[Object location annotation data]
--- begin ---
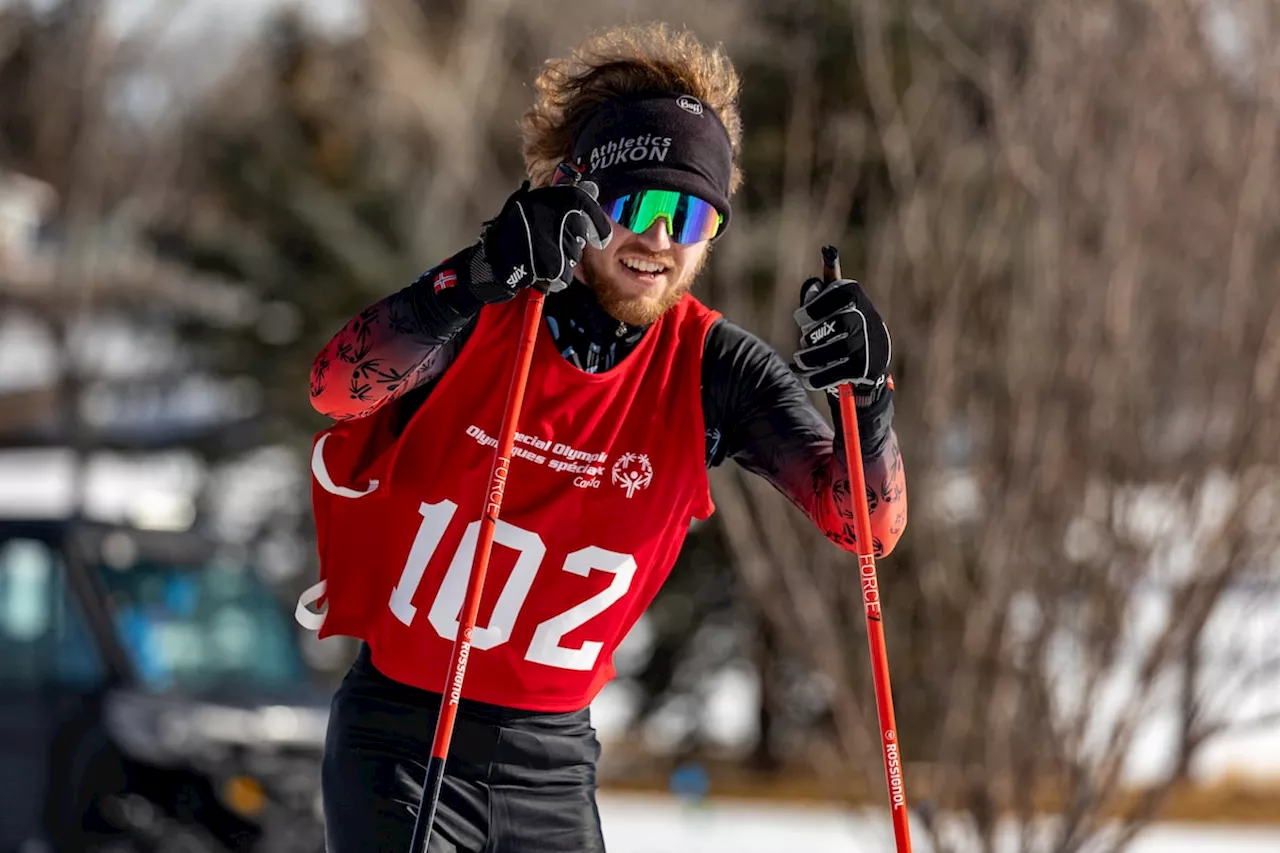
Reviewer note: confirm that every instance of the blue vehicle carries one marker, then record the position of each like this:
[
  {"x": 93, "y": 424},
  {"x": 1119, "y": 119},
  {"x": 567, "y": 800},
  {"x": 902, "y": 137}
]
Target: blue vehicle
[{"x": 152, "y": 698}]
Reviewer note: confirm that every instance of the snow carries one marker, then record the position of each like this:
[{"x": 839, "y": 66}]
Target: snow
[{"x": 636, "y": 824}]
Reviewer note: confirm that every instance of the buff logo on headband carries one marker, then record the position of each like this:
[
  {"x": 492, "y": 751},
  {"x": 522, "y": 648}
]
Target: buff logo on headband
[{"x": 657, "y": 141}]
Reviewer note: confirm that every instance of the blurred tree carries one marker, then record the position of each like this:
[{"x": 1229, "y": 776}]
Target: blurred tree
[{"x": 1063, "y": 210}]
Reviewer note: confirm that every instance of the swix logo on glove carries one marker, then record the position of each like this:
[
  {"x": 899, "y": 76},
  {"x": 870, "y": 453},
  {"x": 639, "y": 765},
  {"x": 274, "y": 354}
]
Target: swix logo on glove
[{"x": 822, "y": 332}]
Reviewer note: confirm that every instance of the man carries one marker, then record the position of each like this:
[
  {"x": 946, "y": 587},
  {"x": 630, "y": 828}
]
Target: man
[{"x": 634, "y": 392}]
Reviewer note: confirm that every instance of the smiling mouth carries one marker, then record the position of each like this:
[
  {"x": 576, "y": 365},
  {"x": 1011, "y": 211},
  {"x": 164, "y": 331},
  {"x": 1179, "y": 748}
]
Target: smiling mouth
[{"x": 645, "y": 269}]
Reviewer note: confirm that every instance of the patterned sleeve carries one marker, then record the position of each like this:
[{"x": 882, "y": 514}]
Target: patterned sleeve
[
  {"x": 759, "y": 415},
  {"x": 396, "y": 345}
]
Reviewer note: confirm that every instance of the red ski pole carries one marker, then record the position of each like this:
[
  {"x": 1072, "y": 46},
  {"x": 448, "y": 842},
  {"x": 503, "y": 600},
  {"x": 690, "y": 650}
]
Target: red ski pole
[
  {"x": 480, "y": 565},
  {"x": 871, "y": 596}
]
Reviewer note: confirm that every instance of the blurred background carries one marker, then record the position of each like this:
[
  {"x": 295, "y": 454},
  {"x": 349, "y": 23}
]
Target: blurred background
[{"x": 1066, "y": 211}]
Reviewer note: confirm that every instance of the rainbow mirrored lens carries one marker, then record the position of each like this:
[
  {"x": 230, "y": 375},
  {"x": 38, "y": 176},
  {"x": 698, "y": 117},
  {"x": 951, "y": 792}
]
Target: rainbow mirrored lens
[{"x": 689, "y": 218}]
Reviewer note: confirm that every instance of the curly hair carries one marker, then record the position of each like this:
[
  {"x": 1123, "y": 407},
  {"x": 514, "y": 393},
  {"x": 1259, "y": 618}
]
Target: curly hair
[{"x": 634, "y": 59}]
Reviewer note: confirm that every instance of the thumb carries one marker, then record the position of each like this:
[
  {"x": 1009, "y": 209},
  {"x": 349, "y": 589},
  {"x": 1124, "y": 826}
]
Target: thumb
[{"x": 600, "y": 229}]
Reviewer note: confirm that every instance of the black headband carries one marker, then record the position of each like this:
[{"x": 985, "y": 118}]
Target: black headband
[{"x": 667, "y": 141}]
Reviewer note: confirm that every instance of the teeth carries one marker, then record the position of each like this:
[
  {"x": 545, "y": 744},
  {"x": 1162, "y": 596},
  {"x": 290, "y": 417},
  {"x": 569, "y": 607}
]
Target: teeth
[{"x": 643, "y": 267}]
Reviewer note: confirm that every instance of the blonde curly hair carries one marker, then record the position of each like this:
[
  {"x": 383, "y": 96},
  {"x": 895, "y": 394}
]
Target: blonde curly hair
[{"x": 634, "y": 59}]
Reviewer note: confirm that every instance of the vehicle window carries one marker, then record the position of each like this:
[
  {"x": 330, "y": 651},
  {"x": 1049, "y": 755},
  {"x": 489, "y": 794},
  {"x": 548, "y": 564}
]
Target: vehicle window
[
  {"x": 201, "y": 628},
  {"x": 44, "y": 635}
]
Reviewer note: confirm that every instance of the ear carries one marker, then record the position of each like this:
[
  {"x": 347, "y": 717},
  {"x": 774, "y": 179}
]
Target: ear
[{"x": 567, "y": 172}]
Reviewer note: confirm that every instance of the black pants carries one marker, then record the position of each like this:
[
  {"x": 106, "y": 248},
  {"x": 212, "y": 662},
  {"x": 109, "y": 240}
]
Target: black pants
--- end ---
- Your task -
Return exactly the lines of the data, and only those, from the line with "Reviewer note: confirm that every instance of the blonde" through the last line, inclusive.

- Solution to this task -
Reviewer note: confirm that every instance of the blonde curly hair carries one marker, then record the position of each like this:
[
  {"x": 383, "y": 96},
  {"x": 895, "y": 394}
]
Target: blonde curly hair
[{"x": 634, "y": 59}]
Reviewer note: confirm that every instance of the vehicle window carries one marker, then record the position of each like this:
[
  {"x": 330, "y": 651},
  {"x": 1049, "y": 755},
  {"x": 489, "y": 794},
  {"x": 548, "y": 564}
]
Target: vehicle window
[
  {"x": 201, "y": 628},
  {"x": 44, "y": 635}
]
Reviewer note: confirm that every instance of the ear carries one marker, then record the position of each like this:
[
  {"x": 347, "y": 717},
  {"x": 774, "y": 179}
]
Target: ear
[{"x": 567, "y": 172}]
Reviewer note: confirm that every instance of the black pants carries one marker, then record the position of each like this:
[
  {"x": 106, "y": 248},
  {"x": 212, "y": 662},
  {"x": 109, "y": 240}
]
Target: black pants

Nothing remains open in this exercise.